_Problem_. What lines in the following entries hold the word "target"? Copy each one.

_Source material_.
════════════════
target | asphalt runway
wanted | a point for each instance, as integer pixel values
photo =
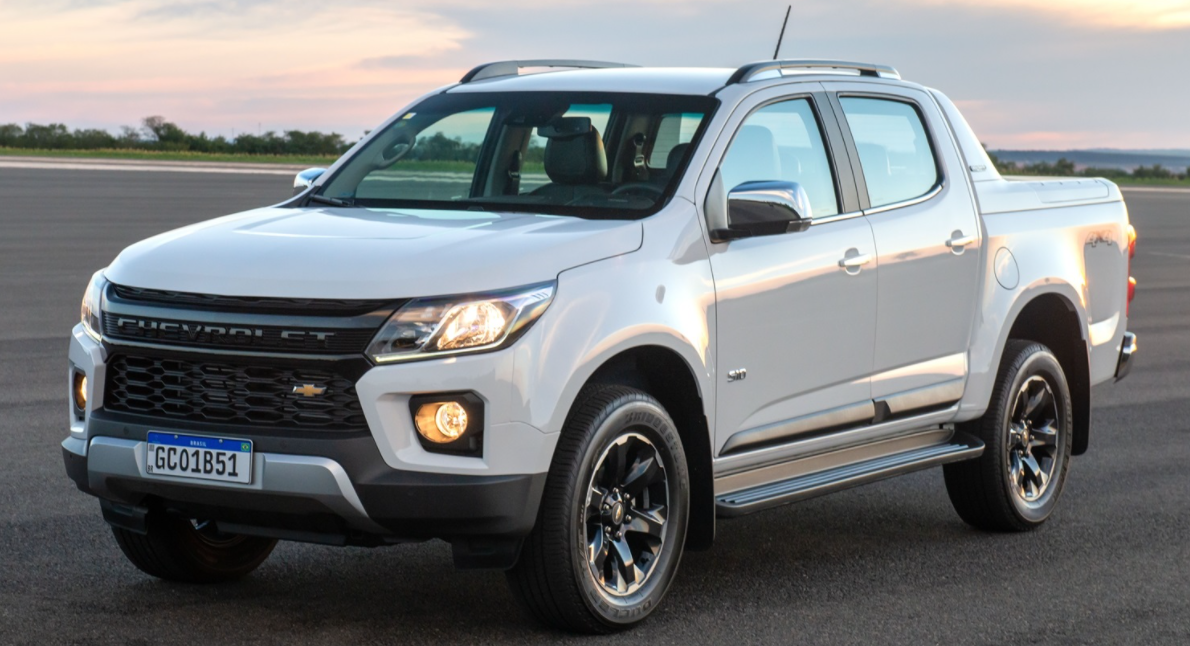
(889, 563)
════════════════
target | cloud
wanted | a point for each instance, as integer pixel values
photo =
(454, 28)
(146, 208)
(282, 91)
════════════════
_Response area_.
target | asphalt runway
target | cloud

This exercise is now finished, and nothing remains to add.